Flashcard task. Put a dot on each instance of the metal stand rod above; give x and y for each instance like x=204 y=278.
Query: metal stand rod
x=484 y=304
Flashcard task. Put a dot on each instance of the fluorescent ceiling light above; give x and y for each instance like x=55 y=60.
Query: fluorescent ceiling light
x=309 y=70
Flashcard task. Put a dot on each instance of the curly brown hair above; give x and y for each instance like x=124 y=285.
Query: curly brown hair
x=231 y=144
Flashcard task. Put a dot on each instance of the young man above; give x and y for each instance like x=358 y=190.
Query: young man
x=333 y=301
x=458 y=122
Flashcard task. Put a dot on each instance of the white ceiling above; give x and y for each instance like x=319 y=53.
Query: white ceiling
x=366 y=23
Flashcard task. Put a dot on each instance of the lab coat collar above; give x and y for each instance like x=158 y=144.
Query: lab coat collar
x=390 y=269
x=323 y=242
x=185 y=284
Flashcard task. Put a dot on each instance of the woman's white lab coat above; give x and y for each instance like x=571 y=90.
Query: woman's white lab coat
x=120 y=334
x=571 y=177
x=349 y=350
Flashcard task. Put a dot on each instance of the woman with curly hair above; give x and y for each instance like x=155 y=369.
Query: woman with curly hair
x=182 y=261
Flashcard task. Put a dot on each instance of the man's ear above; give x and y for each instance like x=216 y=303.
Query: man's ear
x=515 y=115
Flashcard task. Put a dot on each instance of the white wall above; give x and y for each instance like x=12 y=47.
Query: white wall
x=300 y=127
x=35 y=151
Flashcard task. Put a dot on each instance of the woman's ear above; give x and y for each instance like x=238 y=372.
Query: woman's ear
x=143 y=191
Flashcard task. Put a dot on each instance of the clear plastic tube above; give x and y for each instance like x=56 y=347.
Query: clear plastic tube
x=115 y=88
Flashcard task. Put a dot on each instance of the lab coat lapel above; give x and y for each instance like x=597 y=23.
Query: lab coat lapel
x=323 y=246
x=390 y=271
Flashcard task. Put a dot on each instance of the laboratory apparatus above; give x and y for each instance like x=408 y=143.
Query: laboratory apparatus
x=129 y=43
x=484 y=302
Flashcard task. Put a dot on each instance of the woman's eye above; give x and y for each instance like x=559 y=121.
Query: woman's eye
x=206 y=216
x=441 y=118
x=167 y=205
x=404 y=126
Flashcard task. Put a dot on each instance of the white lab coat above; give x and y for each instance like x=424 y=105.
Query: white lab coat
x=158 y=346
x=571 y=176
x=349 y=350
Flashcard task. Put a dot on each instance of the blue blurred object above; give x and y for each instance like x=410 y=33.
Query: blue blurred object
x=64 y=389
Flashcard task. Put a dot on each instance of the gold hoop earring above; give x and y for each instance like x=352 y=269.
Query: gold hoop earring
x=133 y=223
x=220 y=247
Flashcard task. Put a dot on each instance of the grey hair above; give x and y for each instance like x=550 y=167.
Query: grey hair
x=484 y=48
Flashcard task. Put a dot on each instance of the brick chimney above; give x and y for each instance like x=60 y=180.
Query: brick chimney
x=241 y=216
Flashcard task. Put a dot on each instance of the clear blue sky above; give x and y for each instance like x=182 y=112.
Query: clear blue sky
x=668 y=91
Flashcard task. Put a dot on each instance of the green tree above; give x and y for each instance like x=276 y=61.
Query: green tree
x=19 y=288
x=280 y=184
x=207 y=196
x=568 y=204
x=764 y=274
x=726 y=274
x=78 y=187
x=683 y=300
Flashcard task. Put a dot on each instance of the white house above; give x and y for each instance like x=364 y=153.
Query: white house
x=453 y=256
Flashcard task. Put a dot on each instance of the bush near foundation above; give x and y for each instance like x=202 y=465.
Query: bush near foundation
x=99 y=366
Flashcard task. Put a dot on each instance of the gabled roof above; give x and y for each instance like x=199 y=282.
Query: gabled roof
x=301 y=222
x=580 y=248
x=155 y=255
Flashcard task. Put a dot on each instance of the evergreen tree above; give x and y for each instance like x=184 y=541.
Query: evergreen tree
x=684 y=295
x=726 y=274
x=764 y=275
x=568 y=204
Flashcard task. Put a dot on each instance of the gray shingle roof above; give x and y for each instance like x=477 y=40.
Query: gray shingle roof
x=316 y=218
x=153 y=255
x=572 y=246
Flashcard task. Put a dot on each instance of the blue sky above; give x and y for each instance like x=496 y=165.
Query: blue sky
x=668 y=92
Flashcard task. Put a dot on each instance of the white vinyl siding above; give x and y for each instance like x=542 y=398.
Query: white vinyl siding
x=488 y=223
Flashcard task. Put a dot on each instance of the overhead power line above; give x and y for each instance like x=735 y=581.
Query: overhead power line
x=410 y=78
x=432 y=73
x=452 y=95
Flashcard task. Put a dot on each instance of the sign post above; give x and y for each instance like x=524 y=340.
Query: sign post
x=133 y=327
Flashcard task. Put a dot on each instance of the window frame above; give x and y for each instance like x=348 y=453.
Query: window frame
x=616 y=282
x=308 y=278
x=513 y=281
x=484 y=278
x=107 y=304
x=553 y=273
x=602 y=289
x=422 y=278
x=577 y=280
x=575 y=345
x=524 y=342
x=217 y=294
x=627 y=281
○ ○ ○ ○
- **GIVEN EXERCISE**: Reproduce all of the material above word for word, leaving out no line.

- **SOLUTION**:
Flashcard task. Put a dot on each instance of the metal stand rod above; give x and y for each instance like x=204 y=278.
Query: metal stand rod
x=484 y=304
Flashcard task. Put a dot on each instance of the fluorescent ceiling light above; give x and y for each instance like x=55 y=60.
Query: fluorescent ceiling light
x=309 y=70
Flashcard task. Put a dot on each instance of the curly brown hair above; give x and y for each instance like x=124 y=285.
Query: curly brown hair
x=231 y=144
Flashcard task. Put a dot on each instance of the young man above; give x and y for each instance like x=358 y=190.
Query: young man
x=333 y=301
x=458 y=122
Flashcard task. Put a dot on each instance of the white ceiling above; give x and y for each instance like x=319 y=53.
Query: white ceiling
x=366 y=23
Flashcard task. Put a dot on each instance of the lab coat collar above; give x and y for each instance like x=158 y=144.
Query: lab coat collar
x=390 y=269
x=323 y=242
x=185 y=284
Flashcard task. Put a dot on each instance of the woman's white lab coat above; give x and y for each instance like x=571 y=90.
Query: woman's white lab coat
x=120 y=334
x=571 y=177
x=349 y=350
Flashcard task. Put a dot on each instance of the woman with curly hair above; give x and y for each instance like x=155 y=369.
Query: woman with curly hair
x=182 y=261
Flashcard task. Put a dot on each instance of the man's ear above; give x and y for each instance like x=216 y=303.
Query: man's ear
x=515 y=115
Flashcard task. Put a dot on each instance of the white wall above; give x and y for each instance like x=12 y=47.
Query: white wall
x=300 y=127
x=35 y=151
Flashcard task. Put a dot on each instance of the woman's ear above; give x and y for each instance like x=238 y=372.
Query: woman's ear
x=143 y=191
Flashcard task. Put a dot on each instance of the clear plastic tube above; give x and y for each instance like x=56 y=347.
Query: clear plastic tube
x=115 y=88
Flashcard task. Put a dot on each instance of the lab coat lapel above; give x and y for each instance like x=597 y=23.
Query: lab coat lapel
x=323 y=246
x=390 y=271
Flashcard task. Put a dot on each instance of the laboratory apparatus above; give x and y for each instance like x=408 y=143.
Query: laboratory apparatus
x=129 y=43
x=484 y=302
Flashcard task. Put a dot on each instance of the woman's eye above; give x and y for each instance like x=559 y=121.
Query: woman's eye
x=206 y=216
x=441 y=118
x=167 y=205
x=404 y=126
Flashcard task. Put a dot on each instance of the white lab coat above; give x and y for each instance like x=424 y=105.
Query: white lab coat
x=158 y=346
x=571 y=176
x=349 y=350
Flashcard task. Put a dot on each instance of the blue blurred object above; give x and y for each instance like x=410 y=33.
Query: blue blurred object
x=64 y=389
Flashcard task. Put a dot on each instance of the gold hoop earring above; give x and y for each instance like x=352 y=269.
Query: gold hoop earring
x=133 y=223
x=220 y=247
Flashcard task. Put a dot on each instance of the grey hair above; give x and y for each instance like x=550 y=167.
Query: grey hair
x=484 y=48
Flashcard task. Put a dot on each instance of the brick chimney above; give x and y for each instance like x=60 y=180.
Query: brick chimney
x=241 y=216
Flashcard task. Put a dot on each instance of the clear blue sky above; give x and y for each instance like x=182 y=112.
Query: clear blue sky
x=668 y=91
Flashcard task. Put a dot on each instance of the green tree above; give x and y for each instance like x=276 y=61.
Query: green tree
x=19 y=288
x=280 y=184
x=207 y=196
x=568 y=204
x=764 y=274
x=726 y=274
x=78 y=187
x=683 y=300
Flashcard task. Put a dot on each instance of the white house above; give x and y for each instance like x=364 y=153.
Query: white house
x=453 y=256
Flashcard task. Put a dot on each instance of the bush near foundation above; give x and y for each instance like x=202 y=465.
Query: bush near foundation
x=99 y=366
Flashcard task. Put a dot on each instance of the gabled roof above; give x and y for each instance like x=199 y=282.
Query: gabled roof
x=301 y=222
x=580 y=248
x=155 y=255
Flashcard task. Put a dot on each instance of the evergreen tree above; give x and y for each instance like x=184 y=541.
Query: evergreen tree
x=684 y=295
x=726 y=274
x=764 y=275
x=568 y=204
Flashcard task. Put a dot on each instance of the gray shingle roof above; give x and y for each instance like x=477 y=40.
Query: gray shingle roof
x=316 y=218
x=153 y=255
x=572 y=246
Flashcard task. Put a dot on each instance of the blue sky above; give x and y for each instance like x=496 y=165.
Query: blue sky
x=668 y=92
Flashcard task. Put a dot on each instance of the white vinyl siding above; give x and y for each instance like x=542 y=398.
Query: white vinyl siding
x=488 y=223
Flashcard task. Put a dot on each instance of the overhead power line above; give x and y for each instance like x=735 y=581.
Query: overhead power line
x=410 y=78
x=432 y=73
x=452 y=95
Flashcard task. Put a dot on each instance of the sign post above; give x and y for each instance like x=524 y=340.
Query: sign post
x=133 y=327
Flashcard task. Put a dot on each instance of the window frame above; give x and y for each instance like x=348 y=453.
Query: window frame
x=616 y=282
x=308 y=278
x=513 y=281
x=484 y=278
x=107 y=304
x=553 y=273
x=602 y=289
x=422 y=278
x=577 y=280
x=575 y=345
x=524 y=342
x=217 y=294
x=627 y=281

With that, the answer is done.